• _Entries_:
"""
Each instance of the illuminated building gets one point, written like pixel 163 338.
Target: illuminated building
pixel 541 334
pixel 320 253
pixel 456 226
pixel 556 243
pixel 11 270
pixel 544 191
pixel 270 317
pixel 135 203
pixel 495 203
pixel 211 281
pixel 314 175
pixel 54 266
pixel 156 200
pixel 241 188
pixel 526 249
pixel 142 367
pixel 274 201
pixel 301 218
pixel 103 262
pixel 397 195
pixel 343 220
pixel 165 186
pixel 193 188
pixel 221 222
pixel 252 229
"""
"""
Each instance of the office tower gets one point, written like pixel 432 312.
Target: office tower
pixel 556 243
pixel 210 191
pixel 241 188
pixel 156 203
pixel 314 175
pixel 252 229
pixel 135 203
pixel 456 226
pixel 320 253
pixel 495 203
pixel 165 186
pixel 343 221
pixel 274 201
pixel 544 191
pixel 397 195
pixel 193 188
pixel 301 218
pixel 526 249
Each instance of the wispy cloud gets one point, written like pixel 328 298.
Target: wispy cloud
"""
"""
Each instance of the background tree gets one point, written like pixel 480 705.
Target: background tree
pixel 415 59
"""
• _Problem requirements_: Report every line of the records above that contains the word "gets", copying each such line in full.

• _Output below_:
Each instance of the illuminated building gets one point, written like pixel 163 338.
Each instance of the office tower gets one point, written like pixel 432 312.
Each instance of the wispy cloud gets one point, written like pixel 328 298.
Each instance of the background tree gets one point, written like pixel 480 705.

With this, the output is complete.